### TEKS HALAMAN
----
Vygotsky menjelaskan adanya dua tingkat perkembangan intelektual, yaitu tingkat perkembangan aktual dan tingkat perkembangan potensial. Pada tingkat perkembangan aktual seseorang sudah mampu untuk belajar atau memecahkan masalah dengan menggunakan kemampuan yang ada pada dirinya pada saat itu. Sedangkan tingkat perkembangan potensial adalah tingkat perkembangan intelektual yang dicapai seseorang dengan bantuan orang lain yang lebih mampu. Tingkat perkembangan potensial terletak di atas tingkat perkembangan aktual seseorang. Perubahan dari tingkat perkembangan aktual menuju ke tingkat perkembangan potensial tidak terjadi secara langsung dan otomatis. Perubahan itu berlangsung dengan melalui proses belajar yang terjadi pada wilayah perkembangan terdekat.
Wilayah perkembangan terdekat terletak sedikit di atas perkembangan aktual seseorang. Menurut Slavin (1994: 49) seorang peserta didik yang bekerja dalam wilayah perkembangan terdekat terlibat dalam tugas-tugas yang tidak mampu diselesaikannya sendiri. Ia memerlukan kehadiran orang yang lebih mampu untuk membantunya. Dengan mengerjakan serangkaian tugas belajar di wilayah perkembangan terdekat seorang peserta didik diharapkan mencapai tingkat kecakapan tertentu pada waktu selanjutnya. Dengan demikian proses belajar di wilayah perkembangan terdekat dapat dipandang sebagai suatu proses transisi atau peralihan dari tingkat perkembangan aktual ke tingkat perkembangan potensial.
c. Pemagangan kognitif (cognitive apprenticeship)
Ide kunci ini adalah gabungan dua ide kunci yang pertama, yaitu hakikat sosial dan perkembangan daerah terdekat . Menurut Vygotsky, dalam proses pemagangan kognitif seorang peserta didik secara bertahap mencapai kepakaran dalam interaksinya dengan seorang pakar, orang dewasa atau teman sebayanya dengan pengetahuan yang lebih (Nur,1999: 5). Implementasi dari ide ini adalah pembentukan kelompok belajar kooperatif heterogen sehingga siswa yang lebih pandai dapat membantu siswa yang kurang pandai dalam menyelesaikan tugasnya.
d. Perancahan (Scaffolding)
----
### SOAL 1
Menurut teks halaman, di mana letak wilayah perkembangan terdekat?
### SOAL 2
Sebutkan semua pihak yang, menurut teks halaman, berinteraksi dengan peserta didik dalam proses pemagangan kognitif.
### SOAL 3
Terjemahkan kalimat dari teks halaman ini ke dalam bahasa Inggris: "Perubahan dari tingkat perkembangan aktual menuju ke tingkat perkembangan potensial tidak terjadi secara langsung dan otomatis."

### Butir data
----
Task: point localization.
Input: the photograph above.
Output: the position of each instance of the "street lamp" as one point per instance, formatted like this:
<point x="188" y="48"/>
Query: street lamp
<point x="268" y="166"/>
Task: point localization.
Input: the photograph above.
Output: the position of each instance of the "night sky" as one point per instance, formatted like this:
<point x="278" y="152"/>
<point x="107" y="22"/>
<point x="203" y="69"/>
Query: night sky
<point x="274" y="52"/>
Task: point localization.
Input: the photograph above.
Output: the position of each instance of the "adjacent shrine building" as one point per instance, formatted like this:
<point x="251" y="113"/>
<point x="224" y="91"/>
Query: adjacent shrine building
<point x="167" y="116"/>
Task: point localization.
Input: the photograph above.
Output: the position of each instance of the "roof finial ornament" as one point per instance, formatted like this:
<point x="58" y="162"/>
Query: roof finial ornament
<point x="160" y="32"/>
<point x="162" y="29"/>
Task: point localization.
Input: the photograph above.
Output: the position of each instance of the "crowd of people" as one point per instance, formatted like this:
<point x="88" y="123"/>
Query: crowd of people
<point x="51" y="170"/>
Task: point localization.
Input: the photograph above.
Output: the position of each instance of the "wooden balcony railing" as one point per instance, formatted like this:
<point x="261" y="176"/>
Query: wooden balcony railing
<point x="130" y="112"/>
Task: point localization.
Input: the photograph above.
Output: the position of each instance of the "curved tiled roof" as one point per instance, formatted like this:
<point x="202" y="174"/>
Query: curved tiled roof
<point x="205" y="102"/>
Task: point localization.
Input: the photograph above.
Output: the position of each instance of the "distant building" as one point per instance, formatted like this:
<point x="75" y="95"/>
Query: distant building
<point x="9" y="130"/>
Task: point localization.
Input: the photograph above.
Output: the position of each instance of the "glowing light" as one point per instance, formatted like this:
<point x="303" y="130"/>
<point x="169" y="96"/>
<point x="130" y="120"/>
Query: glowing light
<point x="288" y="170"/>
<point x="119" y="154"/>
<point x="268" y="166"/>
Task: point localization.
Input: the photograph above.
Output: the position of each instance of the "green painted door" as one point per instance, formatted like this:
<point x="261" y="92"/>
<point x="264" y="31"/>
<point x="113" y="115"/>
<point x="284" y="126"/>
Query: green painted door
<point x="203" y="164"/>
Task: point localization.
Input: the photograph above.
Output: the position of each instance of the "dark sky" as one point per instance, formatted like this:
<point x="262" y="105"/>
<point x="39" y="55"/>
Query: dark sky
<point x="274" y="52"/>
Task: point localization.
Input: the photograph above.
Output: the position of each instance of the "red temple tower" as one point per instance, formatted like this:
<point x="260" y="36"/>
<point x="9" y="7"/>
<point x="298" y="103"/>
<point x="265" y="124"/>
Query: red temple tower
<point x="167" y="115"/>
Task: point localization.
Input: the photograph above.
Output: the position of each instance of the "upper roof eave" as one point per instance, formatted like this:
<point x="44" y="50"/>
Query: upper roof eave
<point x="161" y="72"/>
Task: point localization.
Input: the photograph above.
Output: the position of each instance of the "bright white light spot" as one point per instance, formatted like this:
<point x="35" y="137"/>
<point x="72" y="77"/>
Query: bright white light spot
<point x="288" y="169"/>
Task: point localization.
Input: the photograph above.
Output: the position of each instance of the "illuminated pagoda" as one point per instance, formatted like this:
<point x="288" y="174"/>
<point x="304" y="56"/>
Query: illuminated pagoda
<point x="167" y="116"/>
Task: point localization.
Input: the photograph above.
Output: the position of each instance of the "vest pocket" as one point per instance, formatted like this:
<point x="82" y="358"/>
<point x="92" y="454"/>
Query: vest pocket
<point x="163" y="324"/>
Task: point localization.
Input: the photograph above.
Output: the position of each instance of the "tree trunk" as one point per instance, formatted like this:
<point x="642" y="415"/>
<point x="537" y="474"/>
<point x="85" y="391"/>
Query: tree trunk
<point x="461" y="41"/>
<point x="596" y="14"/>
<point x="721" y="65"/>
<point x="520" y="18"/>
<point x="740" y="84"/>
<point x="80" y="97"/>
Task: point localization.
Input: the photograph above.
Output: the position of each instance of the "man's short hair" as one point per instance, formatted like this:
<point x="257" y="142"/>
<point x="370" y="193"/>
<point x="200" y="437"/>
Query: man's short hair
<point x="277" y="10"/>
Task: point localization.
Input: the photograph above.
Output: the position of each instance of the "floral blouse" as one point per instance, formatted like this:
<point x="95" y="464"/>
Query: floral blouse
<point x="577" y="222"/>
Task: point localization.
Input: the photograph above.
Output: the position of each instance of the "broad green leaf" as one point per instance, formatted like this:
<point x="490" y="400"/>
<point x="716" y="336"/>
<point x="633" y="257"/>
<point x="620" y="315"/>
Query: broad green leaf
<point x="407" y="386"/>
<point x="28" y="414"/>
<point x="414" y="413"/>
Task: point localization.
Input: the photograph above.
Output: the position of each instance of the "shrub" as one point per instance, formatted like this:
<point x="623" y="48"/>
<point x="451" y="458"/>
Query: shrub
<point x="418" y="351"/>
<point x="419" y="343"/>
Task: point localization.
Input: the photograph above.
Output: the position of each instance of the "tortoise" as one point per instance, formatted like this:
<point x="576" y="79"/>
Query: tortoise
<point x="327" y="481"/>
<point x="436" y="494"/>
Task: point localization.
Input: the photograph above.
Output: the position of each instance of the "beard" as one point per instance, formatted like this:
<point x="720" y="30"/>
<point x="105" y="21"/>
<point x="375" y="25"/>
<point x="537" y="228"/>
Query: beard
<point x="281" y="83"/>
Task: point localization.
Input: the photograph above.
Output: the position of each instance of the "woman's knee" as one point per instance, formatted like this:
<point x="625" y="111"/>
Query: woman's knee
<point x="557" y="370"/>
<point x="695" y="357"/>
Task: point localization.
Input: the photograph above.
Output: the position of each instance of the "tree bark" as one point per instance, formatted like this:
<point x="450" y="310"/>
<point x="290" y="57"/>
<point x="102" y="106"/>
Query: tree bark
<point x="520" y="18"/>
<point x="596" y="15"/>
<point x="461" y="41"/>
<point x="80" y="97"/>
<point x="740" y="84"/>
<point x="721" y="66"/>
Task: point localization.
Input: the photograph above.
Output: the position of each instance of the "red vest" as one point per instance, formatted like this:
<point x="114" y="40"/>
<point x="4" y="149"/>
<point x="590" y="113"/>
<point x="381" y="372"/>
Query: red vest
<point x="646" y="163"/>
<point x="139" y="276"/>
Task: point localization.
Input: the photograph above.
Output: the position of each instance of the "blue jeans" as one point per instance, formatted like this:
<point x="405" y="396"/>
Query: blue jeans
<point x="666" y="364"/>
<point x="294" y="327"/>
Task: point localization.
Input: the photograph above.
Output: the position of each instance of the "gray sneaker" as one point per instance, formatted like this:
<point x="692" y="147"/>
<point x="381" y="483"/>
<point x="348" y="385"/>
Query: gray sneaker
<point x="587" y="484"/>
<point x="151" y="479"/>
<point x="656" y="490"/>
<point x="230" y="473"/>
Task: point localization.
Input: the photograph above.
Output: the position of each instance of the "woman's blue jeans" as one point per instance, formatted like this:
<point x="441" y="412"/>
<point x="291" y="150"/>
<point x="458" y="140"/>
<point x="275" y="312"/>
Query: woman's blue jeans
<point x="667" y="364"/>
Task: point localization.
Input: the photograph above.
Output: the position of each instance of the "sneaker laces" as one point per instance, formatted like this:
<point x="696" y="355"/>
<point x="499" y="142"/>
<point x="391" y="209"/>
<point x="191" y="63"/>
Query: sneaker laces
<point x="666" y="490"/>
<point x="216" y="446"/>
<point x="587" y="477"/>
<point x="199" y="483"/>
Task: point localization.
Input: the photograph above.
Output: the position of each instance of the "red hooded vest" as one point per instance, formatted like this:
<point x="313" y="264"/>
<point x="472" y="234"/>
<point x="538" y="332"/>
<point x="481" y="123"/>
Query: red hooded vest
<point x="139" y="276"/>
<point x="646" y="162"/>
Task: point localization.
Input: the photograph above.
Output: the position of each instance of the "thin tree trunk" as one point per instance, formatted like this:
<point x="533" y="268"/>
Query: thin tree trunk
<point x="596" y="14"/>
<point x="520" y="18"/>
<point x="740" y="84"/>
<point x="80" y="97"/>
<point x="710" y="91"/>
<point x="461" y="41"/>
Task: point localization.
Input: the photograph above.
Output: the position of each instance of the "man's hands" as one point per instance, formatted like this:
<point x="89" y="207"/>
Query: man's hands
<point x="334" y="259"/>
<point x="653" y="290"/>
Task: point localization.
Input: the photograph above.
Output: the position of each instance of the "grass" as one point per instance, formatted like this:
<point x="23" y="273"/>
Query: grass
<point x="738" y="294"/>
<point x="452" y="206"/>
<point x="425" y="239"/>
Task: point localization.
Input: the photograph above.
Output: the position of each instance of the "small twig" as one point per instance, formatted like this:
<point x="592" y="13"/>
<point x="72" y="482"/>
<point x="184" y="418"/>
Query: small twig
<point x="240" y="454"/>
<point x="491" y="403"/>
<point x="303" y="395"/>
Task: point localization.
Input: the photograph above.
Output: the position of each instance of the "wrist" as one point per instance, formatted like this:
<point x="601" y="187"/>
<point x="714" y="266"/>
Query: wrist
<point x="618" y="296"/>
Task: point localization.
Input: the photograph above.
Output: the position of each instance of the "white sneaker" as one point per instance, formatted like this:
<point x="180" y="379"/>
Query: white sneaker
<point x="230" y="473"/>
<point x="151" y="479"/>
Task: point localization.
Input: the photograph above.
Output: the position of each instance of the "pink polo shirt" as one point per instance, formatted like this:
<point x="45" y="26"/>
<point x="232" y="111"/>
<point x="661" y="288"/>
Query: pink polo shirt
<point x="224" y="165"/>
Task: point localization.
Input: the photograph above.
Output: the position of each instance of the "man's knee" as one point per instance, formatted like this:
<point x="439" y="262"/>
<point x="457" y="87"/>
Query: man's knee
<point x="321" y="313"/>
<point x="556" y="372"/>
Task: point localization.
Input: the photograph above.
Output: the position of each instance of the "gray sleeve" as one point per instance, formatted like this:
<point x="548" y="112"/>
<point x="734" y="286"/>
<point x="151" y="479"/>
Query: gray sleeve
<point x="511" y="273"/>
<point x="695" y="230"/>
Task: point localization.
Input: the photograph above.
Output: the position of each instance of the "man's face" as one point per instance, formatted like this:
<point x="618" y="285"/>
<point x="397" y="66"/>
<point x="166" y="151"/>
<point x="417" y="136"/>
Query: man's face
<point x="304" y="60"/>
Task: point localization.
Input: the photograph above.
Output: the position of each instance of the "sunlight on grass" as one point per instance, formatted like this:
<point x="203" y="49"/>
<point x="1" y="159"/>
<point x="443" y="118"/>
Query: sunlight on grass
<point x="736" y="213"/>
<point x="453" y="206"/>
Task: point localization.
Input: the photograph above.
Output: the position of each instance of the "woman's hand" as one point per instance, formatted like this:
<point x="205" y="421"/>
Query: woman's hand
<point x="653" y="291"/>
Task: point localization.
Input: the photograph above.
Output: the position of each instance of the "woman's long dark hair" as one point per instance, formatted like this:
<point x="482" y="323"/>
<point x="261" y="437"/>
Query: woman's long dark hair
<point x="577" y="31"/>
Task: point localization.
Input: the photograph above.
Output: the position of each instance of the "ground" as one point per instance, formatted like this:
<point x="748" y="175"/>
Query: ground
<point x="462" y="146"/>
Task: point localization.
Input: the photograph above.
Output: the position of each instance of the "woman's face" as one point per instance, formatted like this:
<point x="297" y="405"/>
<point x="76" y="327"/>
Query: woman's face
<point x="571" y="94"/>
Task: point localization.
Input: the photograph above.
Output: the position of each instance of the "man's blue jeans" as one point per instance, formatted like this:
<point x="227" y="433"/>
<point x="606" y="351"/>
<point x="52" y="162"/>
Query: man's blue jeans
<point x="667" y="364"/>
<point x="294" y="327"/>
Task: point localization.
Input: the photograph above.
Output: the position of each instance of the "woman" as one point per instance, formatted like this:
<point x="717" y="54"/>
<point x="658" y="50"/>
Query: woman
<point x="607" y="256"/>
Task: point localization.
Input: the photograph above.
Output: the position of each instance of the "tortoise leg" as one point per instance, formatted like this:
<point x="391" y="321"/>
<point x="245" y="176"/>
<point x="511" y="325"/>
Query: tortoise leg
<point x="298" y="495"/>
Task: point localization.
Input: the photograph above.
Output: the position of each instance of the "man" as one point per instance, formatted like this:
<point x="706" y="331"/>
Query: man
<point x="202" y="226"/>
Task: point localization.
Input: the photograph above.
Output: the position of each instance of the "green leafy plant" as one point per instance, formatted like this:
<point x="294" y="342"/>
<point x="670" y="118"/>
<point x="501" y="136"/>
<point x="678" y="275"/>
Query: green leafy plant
----
### PEMBAHASAN JAWABAN 1
Wilayah perkembangan terdekat terletak sedikit di atas perkembangan aktual seseorang.

### PEMBAHASAN JAWABAN 2
- Seorang pakar
- Orang dewasa
- Teman sebaya dengan pengetahuan yang lebih

### PEMBAHASAN JAWABAN 3
The change from the actual level of development to the potential level of development does not happen directly and automatically.